■ **MATERIAL PROVIDED**

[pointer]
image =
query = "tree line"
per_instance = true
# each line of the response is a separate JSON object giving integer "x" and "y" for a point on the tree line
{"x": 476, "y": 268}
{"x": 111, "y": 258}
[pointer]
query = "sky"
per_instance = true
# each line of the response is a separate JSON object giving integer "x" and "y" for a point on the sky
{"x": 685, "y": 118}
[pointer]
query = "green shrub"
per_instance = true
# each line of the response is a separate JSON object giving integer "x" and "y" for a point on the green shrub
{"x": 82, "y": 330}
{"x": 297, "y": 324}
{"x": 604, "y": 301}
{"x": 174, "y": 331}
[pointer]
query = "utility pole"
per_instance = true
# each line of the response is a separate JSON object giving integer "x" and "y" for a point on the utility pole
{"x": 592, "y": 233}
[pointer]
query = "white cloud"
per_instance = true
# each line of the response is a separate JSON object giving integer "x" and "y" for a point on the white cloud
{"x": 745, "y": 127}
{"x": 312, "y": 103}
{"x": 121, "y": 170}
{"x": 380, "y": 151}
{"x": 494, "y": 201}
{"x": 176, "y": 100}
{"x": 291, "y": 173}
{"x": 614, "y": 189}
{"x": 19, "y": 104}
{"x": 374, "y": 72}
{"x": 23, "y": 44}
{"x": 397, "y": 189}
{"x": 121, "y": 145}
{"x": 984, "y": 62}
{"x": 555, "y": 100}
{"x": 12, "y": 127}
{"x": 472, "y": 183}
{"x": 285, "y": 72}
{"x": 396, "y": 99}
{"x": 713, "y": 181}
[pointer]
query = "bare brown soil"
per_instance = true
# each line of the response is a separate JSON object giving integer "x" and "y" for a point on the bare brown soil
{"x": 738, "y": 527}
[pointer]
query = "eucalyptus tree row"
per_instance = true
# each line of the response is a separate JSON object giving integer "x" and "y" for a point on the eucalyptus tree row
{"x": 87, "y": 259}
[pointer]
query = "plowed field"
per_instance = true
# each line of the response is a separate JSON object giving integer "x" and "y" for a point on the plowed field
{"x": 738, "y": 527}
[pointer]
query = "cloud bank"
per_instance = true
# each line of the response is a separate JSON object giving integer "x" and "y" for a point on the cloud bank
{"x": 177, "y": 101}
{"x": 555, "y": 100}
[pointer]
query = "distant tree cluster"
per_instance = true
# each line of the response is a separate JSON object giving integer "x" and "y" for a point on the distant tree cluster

■ **TASK ITEM**
Write all the data out again, exactly.

■ **ANSWER FOR THE TASK**
[pointer]
image =
query = "tree line"
per_instance = true
# each line of the response is a separate JSON object giving integer "x" and "y" for a point on the tree line
{"x": 476, "y": 268}
{"x": 111, "y": 258}
[pointer]
query = "sky"
per_instance = true
# each line of the response is a separate JSON object giving integer "x" and "y" for a point on the sky
{"x": 685, "y": 118}
[pointer]
query = "green shrub"
per_instance = true
# each line of the response is a separate JSON object giving integer "x" and "y" for a point on the green shrub
{"x": 82, "y": 330}
{"x": 297, "y": 324}
{"x": 604, "y": 301}
{"x": 174, "y": 331}
[pointer]
query = "utility pole"
per_instance = true
# each line of the response is a separate JSON object giving integer "x" and "y" for a point on the utility pole
{"x": 592, "y": 233}
[pointer]
query = "white cloud"
per_instance = true
# each line of the response is a separate JSON object giving integer "x" and "y" for a point on the white cloud
{"x": 745, "y": 127}
{"x": 312, "y": 103}
{"x": 121, "y": 170}
{"x": 380, "y": 151}
{"x": 494, "y": 201}
{"x": 176, "y": 100}
{"x": 291, "y": 173}
{"x": 614, "y": 189}
{"x": 19, "y": 104}
{"x": 374, "y": 72}
{"x": 23, "y": 44}
{"x": 397, "y": 189}
{"x": 121, "y": 145}
{"x": 984, "y": 62}
{"x": 555, "y": 100}
{"x": 12, "y": 127}
{"x": 472, "y": 183}
{"x": 285, "y": 72}
{"x": 396, "y": 99}
{"x": 713, "y": 181}
[pointer]
query = "bare brown soil"
per_instance = true
# each line of the response is a separate JSON object giving integer "x" and "y" for a point on the bare brown soil
{"x": 738, "y": 527}
[pointer]
query = "eucalyptus tree row"
per_instance = true
# each line of the response is a separate JSON object giving integer "x" and "y" for a point on the eucalyptus tree row
{"x": 87, "y": 259}
[pointer]
query = "plowed field"
per_instance = true
# each line of the response is a separate JSON object giving integer "x" and "y" for a point on the plowed field
{"x": 738, "y": 527}
[pointer]
query = "cloud bank"
per_instance = true
# each line of the response is a separate JSON object giving integer "x" and "y" for a point on the cloud bank
{"x": 177, "y": 101}
{"x": 555, "y": 100}
[pointer]
query = "distant tree cluster"
per_instance = true
# each line of the response is a separate JSON object giving integer "x" and "y" for a point on the distant tree cluster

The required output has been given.